> Task description
Nothing other than the lines from the one containing "Every instance of the drum" through the close of the entries below should be printed, each exactly.

> Excerpted data
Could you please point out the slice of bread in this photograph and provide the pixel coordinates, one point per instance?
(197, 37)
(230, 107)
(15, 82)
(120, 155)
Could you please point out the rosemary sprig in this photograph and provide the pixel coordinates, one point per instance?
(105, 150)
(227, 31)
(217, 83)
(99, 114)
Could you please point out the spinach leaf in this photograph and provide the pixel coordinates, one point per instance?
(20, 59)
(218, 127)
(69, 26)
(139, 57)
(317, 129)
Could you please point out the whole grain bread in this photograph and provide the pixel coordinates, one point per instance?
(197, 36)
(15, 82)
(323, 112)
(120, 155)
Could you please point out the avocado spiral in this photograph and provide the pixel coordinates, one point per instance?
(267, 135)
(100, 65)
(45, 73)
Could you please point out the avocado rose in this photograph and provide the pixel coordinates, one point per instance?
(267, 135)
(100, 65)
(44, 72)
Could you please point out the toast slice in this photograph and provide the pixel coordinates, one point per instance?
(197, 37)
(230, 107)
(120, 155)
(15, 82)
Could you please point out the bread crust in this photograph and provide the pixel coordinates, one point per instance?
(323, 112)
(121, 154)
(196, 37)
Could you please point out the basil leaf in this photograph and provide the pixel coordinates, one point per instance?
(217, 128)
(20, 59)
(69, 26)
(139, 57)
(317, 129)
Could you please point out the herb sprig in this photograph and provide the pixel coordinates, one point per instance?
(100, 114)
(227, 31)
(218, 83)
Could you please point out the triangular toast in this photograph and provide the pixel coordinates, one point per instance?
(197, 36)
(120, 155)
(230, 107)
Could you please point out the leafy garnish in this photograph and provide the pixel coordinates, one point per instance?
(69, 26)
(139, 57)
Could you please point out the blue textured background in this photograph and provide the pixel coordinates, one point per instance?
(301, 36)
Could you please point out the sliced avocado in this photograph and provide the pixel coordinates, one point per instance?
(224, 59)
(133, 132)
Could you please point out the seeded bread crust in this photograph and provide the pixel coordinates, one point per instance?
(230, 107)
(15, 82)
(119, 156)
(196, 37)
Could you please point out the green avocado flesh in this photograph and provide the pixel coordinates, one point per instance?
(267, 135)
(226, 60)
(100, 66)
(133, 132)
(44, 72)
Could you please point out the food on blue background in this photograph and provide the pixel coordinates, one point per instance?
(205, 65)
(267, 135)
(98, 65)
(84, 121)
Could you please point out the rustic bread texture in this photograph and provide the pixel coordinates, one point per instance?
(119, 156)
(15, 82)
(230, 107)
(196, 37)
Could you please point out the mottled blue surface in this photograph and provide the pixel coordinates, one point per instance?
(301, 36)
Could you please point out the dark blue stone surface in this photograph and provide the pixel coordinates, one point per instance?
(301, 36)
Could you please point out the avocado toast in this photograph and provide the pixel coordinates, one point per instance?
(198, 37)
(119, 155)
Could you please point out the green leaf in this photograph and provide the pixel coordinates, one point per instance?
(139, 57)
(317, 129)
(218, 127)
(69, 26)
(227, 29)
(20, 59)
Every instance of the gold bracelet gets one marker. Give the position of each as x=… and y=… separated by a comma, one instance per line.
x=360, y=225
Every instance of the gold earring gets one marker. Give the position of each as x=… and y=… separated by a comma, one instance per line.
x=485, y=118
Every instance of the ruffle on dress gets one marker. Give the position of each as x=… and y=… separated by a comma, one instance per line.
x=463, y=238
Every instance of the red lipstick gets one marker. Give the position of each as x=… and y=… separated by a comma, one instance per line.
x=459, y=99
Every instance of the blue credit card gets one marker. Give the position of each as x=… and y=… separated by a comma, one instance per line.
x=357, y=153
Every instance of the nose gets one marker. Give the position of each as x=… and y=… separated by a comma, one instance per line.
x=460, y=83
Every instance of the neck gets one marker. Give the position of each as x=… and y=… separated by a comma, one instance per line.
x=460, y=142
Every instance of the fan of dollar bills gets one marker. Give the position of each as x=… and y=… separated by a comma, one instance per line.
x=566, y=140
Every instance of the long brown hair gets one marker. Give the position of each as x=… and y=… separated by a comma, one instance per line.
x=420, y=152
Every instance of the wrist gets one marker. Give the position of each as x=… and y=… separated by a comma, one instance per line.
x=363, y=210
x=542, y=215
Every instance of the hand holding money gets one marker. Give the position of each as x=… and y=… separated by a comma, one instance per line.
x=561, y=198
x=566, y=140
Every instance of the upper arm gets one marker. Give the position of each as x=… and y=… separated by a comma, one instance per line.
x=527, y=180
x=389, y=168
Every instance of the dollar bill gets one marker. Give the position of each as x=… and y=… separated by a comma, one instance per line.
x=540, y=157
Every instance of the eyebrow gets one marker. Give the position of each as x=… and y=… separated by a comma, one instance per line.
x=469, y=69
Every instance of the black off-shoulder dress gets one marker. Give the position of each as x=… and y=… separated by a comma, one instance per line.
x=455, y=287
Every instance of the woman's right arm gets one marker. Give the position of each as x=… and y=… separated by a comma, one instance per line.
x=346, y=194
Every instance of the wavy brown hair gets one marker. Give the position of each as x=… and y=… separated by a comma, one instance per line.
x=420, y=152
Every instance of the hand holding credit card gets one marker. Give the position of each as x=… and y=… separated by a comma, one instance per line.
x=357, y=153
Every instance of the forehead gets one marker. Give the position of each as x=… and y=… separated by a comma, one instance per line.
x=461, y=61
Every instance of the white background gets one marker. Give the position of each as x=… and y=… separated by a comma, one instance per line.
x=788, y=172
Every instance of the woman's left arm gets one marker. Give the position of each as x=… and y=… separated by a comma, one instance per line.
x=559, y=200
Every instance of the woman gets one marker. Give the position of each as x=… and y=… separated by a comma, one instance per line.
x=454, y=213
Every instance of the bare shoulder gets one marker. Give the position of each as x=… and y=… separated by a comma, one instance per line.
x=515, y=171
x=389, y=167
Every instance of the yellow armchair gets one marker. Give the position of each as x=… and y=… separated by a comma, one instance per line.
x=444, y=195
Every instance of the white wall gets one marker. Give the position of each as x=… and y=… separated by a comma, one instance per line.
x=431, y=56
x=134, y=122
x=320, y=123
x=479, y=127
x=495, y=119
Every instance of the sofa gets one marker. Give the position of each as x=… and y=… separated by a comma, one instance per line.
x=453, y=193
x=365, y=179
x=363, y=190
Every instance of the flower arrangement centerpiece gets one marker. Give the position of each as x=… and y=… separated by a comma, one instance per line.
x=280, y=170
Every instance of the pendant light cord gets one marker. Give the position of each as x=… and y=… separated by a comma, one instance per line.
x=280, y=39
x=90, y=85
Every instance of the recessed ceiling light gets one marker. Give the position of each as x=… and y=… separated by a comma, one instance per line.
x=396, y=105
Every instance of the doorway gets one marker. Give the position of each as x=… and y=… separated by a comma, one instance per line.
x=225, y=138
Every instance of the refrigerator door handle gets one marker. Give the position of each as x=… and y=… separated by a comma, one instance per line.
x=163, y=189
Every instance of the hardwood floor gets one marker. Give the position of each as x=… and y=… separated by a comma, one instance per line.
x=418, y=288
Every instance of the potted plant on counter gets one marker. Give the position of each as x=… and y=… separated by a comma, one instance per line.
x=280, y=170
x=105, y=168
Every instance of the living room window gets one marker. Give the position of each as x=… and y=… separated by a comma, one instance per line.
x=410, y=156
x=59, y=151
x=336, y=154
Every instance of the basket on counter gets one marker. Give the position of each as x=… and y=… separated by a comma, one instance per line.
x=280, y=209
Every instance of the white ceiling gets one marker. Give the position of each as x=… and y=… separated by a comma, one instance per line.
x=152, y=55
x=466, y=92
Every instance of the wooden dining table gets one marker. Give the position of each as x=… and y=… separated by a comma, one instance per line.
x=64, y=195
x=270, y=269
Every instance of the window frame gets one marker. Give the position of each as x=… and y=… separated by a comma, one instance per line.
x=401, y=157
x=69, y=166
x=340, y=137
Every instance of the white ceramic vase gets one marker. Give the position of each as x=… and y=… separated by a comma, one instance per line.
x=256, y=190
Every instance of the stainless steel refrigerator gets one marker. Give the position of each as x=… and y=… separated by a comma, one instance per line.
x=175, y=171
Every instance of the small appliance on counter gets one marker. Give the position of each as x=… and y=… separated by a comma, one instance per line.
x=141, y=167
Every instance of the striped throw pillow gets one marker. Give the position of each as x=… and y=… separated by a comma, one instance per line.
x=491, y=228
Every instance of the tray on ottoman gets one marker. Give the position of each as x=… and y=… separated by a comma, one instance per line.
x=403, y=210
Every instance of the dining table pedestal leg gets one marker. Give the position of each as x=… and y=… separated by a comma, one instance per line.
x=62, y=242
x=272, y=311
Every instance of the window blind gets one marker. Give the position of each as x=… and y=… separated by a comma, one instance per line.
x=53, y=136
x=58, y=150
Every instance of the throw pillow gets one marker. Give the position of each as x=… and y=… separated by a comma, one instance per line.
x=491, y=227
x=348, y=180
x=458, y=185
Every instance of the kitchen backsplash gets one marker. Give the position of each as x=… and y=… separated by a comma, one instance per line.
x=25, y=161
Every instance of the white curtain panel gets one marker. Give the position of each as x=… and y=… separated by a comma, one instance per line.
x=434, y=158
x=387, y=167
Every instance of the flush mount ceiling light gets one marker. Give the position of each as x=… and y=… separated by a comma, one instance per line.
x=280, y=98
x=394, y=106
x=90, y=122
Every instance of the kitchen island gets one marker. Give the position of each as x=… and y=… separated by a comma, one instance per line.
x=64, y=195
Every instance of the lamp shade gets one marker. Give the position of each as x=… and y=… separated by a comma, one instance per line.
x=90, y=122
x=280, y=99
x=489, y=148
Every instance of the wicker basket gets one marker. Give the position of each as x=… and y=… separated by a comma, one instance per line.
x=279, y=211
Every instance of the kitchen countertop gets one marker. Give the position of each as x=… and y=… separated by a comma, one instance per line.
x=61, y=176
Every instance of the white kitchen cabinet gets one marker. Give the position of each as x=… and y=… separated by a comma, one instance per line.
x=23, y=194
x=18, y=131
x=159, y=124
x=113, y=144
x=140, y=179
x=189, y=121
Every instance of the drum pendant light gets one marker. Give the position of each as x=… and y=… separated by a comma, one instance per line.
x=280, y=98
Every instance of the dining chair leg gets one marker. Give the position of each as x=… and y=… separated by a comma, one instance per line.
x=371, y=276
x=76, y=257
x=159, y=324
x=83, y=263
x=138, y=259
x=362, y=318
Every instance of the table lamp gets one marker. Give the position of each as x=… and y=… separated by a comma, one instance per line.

> Exercise solution
Every instance of the drum pendant light gets one marker. Give the position of each as x=… and y=… separated by a comma, one instance per line.
x=280, y=98
Every instance of the dining chair leg gets one marker. Give the position of each as x=… and y=… separated by a comma, one instance per line.
x=371, y=276
x=76, y=257
x=159, y=324
x=83, y=263
x=138, y=259
x=362, y=318
Every instance of the table lamp gets one marker. Give the position of each as x=… and y=… separated by a comma, one instance per line.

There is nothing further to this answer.